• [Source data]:
+ + + + +

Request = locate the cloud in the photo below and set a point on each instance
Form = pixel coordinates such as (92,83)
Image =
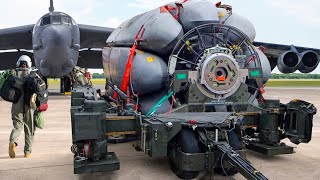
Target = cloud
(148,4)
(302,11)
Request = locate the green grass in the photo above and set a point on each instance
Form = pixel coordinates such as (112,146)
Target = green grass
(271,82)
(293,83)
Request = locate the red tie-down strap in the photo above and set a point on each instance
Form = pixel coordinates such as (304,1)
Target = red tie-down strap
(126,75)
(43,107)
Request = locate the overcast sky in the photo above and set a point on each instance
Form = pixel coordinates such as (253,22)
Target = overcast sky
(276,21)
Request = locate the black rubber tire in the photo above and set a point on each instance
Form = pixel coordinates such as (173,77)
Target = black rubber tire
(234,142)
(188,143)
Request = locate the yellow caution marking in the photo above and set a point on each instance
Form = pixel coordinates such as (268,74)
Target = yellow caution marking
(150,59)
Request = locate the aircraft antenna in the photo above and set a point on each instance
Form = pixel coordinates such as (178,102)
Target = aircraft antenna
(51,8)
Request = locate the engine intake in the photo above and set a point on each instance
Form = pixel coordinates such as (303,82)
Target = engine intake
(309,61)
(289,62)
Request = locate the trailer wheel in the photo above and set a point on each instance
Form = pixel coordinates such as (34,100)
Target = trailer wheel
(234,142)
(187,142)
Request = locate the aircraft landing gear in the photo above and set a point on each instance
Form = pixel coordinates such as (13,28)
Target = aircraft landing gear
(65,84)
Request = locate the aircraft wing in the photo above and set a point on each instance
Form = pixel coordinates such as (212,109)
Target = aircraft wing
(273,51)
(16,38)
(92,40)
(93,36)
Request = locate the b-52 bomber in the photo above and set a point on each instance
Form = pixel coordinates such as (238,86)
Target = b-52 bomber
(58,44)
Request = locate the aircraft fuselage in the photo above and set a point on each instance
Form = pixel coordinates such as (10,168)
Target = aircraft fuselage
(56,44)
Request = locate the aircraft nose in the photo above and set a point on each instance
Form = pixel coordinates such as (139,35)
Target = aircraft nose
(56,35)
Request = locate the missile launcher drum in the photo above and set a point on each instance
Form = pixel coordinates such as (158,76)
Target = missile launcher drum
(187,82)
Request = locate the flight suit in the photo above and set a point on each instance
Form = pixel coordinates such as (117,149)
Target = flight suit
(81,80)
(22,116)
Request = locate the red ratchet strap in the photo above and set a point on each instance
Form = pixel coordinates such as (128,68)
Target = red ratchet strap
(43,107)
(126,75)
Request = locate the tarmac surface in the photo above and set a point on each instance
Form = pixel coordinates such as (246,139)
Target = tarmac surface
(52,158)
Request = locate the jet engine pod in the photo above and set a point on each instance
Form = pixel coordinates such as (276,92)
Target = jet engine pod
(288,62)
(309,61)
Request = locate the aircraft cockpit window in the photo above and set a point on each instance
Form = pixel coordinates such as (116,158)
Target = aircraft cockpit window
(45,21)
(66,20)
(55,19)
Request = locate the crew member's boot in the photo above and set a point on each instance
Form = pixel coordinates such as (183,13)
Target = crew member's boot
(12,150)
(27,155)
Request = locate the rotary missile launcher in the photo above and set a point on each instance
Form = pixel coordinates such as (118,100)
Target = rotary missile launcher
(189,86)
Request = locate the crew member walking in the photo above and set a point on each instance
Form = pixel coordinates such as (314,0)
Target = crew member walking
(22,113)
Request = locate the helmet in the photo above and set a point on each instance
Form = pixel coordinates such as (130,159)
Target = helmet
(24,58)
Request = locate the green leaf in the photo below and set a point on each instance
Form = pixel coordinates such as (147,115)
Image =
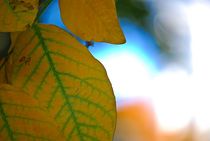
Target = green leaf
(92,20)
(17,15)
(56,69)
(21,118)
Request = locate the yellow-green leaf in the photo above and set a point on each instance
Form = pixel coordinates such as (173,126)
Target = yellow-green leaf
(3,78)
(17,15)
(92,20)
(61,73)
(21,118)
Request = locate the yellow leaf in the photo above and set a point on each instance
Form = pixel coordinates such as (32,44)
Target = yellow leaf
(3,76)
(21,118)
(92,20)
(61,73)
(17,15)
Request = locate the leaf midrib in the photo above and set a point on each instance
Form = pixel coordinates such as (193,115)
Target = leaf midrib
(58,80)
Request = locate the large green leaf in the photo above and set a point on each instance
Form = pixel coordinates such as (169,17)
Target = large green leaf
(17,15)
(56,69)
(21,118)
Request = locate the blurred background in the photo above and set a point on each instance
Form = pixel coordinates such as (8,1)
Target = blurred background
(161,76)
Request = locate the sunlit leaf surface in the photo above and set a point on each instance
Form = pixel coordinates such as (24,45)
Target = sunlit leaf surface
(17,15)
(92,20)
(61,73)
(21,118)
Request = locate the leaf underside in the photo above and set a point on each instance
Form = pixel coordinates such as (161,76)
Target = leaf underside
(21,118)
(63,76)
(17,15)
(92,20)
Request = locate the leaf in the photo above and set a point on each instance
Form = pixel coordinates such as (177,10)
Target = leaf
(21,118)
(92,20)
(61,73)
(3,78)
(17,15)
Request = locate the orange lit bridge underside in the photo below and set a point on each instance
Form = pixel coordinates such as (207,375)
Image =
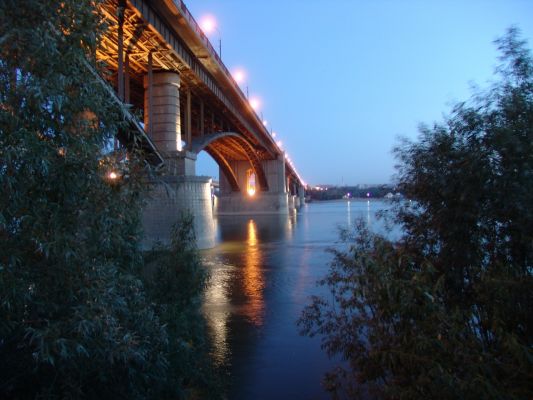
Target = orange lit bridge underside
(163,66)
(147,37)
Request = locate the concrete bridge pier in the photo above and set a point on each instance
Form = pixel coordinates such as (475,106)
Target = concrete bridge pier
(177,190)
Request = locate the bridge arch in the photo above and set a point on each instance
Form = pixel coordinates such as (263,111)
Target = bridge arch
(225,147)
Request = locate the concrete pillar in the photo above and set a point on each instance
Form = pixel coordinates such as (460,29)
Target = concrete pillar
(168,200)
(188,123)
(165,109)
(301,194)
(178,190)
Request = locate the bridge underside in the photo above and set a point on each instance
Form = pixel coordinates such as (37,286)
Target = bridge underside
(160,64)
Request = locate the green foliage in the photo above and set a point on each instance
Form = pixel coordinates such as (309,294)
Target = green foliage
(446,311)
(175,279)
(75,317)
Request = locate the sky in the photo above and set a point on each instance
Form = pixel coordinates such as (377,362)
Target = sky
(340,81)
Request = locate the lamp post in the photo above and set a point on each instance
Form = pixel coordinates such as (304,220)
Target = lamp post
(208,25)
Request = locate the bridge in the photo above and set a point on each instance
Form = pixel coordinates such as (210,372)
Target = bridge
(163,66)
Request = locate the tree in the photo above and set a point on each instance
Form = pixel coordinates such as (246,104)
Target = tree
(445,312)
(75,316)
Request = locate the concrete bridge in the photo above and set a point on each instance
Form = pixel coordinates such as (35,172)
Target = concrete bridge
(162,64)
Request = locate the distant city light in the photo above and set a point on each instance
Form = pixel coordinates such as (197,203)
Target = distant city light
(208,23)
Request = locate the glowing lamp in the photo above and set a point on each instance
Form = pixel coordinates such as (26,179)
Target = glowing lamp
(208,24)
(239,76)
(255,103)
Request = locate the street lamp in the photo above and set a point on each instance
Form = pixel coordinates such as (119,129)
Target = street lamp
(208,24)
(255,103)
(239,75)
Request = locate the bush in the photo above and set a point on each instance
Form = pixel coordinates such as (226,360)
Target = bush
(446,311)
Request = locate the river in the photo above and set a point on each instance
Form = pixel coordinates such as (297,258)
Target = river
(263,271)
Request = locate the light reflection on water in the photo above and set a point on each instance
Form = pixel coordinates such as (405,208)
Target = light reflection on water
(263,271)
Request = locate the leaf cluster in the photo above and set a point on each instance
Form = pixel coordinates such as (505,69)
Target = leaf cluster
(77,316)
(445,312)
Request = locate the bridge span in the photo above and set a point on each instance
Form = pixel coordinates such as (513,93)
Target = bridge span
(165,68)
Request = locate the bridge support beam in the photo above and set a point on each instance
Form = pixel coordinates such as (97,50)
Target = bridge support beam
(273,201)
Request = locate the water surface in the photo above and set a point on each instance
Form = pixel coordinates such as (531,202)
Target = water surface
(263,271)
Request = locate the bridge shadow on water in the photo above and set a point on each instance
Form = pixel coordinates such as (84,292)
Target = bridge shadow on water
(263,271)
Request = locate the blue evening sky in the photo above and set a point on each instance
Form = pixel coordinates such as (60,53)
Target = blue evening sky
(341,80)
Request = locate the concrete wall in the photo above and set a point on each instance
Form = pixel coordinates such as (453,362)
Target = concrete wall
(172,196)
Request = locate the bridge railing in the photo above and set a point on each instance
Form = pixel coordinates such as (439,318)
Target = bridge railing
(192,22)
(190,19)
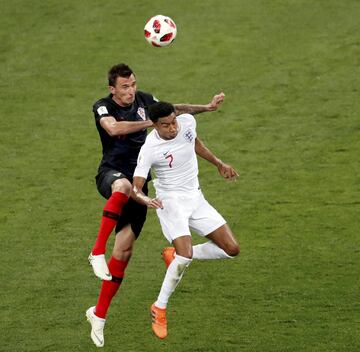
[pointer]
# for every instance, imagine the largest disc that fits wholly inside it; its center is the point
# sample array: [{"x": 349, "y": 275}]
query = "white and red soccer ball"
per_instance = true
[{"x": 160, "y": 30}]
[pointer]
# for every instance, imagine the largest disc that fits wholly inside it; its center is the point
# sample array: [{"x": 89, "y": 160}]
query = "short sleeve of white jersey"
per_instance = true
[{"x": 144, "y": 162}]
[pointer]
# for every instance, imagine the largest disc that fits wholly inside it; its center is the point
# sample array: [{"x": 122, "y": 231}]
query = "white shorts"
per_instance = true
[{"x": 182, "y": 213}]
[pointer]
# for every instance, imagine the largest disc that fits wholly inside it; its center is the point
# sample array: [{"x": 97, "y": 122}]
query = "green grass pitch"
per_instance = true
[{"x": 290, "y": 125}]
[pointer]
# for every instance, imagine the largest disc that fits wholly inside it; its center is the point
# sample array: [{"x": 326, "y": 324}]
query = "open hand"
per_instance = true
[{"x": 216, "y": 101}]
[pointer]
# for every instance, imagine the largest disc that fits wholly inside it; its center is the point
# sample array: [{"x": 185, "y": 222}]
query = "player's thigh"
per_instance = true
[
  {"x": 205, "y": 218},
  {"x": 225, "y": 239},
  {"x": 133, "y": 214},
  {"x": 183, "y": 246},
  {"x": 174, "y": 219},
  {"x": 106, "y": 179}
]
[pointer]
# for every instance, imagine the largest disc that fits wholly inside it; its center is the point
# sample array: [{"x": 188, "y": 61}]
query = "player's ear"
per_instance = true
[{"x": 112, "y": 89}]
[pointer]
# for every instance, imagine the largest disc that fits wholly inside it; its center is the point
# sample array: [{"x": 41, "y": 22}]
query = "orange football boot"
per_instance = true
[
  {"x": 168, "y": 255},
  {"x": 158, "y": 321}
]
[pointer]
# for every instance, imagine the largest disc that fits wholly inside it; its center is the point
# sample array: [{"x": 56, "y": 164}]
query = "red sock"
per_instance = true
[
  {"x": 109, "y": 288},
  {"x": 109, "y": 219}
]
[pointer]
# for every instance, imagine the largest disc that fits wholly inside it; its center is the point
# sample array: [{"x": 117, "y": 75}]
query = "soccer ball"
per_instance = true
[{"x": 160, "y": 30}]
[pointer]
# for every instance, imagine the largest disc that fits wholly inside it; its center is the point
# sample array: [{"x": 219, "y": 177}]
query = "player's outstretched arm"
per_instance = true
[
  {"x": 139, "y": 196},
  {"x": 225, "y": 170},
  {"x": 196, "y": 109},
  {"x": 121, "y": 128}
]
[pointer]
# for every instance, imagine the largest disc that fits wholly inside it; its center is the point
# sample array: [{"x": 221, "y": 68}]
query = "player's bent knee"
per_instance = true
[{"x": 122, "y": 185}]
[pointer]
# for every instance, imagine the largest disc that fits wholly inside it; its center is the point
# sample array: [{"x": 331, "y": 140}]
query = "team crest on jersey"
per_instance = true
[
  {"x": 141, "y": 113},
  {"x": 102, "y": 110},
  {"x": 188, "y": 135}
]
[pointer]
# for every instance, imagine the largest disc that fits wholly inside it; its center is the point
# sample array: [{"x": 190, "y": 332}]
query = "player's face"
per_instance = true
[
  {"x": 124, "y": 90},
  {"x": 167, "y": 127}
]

+ + + + +

Collect every line in the source data above that contains the string "down".

Request = locate the red tie-down strap in the photo above and set a point on each instance
Target = red tie-down strap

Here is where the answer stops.